67. Au Royaume-Uni, les cheminots, les dockers, les travailleurs des télécoms, du courrier et d’autres sections de la classe ouvrière se sont engagés dans une série de luttes. Celles-ci ont joué un rôle majeur dans la déstabilisation d’un gouvernement britannique qui a connu trois Premiers ministres en une seule année pour la première fois depuis 1924. A la fin de l’année, les syndicats cherchaient à contenir les demandes croissantes de grève générale dans ce que les médias ont appelé le nouvel « hiver du mécontentement » en Grande-Bretagne.
68. En Australie, les grèves ont atteint des proportions qu’on n’avait pas vues depuis plus de dix ans, malgré les tentatives de l’appareil syndical de limiter et de diviser les grèves. L’élection du gouvernement travailliste dirigé par Anthony Albanese en mai 2022 a été suivie d’une recrudescence des grèves de soignants, d’enseignants, de travailleurs du rail, de la mer et des transports et d’autres, contre les charges de travail intolérables et la baisse des salaires due à l’inflation. La réponse du gouvernement Albanese et des gouvernements des États fut d’intensifier les lois et mesures anti-grèves utilisées depuis plus de quatre décennies pour supprimer les luttes de la classe ouvrière.

(Enregistrements conservés)
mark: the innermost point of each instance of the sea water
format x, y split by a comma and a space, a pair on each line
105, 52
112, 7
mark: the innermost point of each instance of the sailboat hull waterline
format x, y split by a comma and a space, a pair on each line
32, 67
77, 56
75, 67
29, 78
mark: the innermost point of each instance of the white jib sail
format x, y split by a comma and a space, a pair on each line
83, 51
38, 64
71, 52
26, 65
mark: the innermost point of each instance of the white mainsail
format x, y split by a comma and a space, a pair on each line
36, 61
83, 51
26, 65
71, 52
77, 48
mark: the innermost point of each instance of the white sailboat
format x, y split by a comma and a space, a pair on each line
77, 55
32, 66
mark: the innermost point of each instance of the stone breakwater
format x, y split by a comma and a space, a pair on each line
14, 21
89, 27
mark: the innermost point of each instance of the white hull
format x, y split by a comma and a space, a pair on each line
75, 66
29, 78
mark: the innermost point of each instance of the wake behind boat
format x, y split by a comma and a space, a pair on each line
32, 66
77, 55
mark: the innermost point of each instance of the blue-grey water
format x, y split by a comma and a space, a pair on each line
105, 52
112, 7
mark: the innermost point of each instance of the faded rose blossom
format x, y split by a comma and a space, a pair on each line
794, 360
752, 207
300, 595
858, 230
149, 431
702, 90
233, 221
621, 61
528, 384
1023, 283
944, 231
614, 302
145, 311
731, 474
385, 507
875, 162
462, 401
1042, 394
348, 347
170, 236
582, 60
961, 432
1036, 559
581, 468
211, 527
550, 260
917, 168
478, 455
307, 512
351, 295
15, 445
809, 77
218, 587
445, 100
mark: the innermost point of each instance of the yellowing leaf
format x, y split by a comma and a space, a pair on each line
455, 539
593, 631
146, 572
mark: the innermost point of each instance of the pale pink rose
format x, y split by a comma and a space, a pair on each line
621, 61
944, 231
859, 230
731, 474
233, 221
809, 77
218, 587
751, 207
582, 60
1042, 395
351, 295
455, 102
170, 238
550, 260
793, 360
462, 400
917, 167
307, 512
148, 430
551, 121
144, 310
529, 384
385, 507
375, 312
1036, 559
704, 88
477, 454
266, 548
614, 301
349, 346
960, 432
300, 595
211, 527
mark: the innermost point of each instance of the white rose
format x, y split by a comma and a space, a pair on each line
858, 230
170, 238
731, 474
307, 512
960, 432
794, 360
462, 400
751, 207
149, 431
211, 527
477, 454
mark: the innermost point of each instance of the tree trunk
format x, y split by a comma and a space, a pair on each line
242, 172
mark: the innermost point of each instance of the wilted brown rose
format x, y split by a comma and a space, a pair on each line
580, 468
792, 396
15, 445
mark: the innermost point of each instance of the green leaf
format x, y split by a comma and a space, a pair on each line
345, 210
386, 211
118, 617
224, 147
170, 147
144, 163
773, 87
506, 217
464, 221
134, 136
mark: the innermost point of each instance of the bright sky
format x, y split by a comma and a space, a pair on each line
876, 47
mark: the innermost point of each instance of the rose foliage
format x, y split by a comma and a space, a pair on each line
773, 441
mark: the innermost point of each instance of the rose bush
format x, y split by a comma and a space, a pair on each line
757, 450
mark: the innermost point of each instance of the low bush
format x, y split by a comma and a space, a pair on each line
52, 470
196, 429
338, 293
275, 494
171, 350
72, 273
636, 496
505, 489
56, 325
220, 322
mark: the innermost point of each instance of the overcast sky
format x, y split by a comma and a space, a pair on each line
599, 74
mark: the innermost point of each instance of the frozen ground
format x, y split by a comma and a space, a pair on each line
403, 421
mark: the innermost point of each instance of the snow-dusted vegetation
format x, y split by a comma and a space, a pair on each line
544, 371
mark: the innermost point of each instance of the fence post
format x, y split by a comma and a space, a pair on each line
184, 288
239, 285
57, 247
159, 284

Votre objectif —
Selon l'extrait du document ci-dessus, quelles catégories de travailleurs ont pris part à la recrudescence des grèves en Australie après l'élection de mai 2022 ? Nommez-les toutes.

Réponse rédigée —
- les soignants
- les enseignants
- les travailleurs du rail
- les travailleurs de la mer
- les travailleurs des transports